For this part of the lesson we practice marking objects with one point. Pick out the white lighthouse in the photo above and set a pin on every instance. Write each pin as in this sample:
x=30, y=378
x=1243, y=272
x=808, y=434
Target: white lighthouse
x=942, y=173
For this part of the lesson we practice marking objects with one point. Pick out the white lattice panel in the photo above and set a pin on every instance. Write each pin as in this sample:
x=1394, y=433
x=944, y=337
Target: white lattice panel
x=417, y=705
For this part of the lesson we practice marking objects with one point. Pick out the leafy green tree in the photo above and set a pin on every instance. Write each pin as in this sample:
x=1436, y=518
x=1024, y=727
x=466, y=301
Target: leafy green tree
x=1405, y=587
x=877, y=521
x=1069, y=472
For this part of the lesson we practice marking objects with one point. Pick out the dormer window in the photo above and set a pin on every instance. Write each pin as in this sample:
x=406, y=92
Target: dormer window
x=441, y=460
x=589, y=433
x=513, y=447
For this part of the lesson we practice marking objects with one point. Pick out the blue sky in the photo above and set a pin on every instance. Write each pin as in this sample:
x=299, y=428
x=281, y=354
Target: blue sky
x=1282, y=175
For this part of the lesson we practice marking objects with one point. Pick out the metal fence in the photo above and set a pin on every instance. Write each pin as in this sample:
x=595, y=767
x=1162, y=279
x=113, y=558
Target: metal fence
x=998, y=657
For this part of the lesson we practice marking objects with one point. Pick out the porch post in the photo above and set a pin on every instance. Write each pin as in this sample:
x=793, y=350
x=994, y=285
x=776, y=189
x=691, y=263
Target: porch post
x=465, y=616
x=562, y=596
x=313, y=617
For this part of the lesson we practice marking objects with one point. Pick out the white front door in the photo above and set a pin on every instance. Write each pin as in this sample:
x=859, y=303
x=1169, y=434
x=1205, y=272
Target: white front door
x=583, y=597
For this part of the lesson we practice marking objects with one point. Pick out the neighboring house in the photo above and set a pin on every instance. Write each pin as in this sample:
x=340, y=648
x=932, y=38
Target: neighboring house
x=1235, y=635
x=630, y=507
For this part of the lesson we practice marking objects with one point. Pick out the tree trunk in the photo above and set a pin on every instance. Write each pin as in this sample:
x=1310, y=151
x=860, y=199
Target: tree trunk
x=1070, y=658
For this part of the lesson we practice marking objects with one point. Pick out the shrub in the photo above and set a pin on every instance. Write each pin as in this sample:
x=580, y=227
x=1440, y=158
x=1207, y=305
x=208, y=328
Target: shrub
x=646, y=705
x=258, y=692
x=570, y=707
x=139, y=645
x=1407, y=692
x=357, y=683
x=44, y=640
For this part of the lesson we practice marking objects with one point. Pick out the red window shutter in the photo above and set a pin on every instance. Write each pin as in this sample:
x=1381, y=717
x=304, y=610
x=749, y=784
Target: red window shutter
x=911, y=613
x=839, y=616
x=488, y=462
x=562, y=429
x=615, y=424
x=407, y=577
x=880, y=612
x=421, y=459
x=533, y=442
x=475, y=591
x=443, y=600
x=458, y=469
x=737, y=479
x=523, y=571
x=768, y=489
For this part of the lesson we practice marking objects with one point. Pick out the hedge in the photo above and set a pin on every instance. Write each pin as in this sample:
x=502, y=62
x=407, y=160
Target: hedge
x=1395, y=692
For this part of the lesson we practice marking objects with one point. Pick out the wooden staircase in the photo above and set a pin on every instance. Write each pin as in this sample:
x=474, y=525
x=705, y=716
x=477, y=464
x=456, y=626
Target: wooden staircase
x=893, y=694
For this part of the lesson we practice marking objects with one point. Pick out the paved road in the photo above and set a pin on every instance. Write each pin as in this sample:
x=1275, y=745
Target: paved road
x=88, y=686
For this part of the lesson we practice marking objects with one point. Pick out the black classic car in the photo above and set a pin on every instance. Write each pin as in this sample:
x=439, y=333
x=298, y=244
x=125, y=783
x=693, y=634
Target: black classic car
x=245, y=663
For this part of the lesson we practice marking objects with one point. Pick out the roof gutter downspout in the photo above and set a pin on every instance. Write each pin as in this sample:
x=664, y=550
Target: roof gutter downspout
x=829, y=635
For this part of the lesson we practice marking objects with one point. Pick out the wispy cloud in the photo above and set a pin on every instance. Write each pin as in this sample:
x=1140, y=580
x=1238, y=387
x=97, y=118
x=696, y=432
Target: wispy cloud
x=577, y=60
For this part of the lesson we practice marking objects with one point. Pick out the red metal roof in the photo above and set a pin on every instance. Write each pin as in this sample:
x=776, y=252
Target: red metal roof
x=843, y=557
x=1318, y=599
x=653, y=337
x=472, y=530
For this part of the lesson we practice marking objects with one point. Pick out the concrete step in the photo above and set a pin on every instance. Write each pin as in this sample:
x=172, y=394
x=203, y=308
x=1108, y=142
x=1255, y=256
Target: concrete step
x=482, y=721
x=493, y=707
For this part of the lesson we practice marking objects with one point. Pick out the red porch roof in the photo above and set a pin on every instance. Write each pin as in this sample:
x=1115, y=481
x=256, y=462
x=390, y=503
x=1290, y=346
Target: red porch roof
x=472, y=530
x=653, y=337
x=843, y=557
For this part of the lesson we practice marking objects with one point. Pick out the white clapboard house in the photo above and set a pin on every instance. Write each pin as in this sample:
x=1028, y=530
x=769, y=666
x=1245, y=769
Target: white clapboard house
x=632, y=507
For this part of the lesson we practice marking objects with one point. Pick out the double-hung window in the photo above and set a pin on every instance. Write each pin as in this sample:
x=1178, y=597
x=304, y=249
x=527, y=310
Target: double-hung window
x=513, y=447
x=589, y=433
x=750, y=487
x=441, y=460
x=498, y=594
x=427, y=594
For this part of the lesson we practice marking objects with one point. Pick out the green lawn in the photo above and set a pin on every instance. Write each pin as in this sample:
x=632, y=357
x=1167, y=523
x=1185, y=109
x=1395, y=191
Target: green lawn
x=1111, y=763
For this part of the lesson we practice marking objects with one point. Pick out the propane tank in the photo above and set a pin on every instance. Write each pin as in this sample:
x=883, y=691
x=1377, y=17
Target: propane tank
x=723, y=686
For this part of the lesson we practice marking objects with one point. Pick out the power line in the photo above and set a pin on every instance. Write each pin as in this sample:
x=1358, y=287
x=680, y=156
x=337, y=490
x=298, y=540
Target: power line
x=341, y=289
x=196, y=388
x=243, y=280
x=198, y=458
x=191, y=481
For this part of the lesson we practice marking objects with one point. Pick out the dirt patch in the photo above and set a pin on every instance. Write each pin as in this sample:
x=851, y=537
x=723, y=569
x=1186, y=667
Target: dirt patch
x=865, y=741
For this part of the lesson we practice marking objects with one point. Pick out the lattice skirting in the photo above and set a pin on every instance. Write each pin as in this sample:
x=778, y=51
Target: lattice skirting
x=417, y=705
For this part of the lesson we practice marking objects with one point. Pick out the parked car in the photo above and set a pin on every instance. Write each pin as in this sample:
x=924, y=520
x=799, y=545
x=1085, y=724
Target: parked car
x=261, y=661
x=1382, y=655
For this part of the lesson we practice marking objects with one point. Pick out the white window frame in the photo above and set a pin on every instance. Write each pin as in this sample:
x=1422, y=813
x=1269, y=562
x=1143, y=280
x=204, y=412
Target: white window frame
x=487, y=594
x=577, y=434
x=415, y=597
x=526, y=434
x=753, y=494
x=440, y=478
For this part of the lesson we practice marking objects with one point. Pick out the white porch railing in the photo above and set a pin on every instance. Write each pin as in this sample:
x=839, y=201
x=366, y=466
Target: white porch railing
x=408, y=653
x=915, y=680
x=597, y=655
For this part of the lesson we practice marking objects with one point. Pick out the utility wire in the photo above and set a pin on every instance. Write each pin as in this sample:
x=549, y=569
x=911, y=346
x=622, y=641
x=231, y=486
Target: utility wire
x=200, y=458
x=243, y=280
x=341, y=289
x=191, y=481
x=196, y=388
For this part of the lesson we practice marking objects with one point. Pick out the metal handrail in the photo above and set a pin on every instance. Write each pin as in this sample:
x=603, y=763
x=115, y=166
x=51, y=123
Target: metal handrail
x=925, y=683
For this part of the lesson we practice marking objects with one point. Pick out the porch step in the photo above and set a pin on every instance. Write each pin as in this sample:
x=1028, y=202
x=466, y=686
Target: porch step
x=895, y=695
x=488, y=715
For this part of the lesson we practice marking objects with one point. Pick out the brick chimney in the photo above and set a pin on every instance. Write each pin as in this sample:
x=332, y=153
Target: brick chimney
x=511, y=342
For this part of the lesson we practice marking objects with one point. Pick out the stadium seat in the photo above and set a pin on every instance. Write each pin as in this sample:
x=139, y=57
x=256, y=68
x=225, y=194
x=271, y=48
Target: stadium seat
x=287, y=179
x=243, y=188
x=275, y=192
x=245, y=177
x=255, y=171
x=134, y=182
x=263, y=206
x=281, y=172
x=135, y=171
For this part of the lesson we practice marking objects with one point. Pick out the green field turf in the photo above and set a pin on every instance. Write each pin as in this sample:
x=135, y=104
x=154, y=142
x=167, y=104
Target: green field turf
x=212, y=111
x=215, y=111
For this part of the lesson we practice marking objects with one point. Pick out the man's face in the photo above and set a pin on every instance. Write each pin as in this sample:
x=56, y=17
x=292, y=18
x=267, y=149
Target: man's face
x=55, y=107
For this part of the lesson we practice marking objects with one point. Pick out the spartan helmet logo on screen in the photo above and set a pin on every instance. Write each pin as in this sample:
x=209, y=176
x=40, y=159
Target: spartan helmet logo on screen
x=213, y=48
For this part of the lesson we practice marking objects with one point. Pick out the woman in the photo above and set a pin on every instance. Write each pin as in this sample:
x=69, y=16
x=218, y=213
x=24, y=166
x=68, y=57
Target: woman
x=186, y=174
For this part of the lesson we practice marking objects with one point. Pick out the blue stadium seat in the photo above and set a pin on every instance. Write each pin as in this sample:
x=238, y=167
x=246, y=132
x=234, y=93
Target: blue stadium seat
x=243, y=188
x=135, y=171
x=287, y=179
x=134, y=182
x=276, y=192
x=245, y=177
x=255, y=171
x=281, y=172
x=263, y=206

######

Copy the data between the lines holding "out the paved" and "x=245, y=663", inclusive, replacing "black classic car" with "vintage automobile" and changing nothing else.

» COMPLETE OUTPUT
For this part of the lesson we practice marking objects with one point. Pick out the paved road in the photo above and set a pin on every instance. Write each pin as in this sample:
x=1275, y=745
Target: paved road
x=88, y=686
For this part of the lesson we practice marking objects with one point. Pick out the vintage automobile in the photo above and set a pin on every instance. Write each pin as in this sample:
x=439, y=333
x=298, y=244
x=125, y=783
x=693, y=634
Target: vintage automobile
x=245, y=663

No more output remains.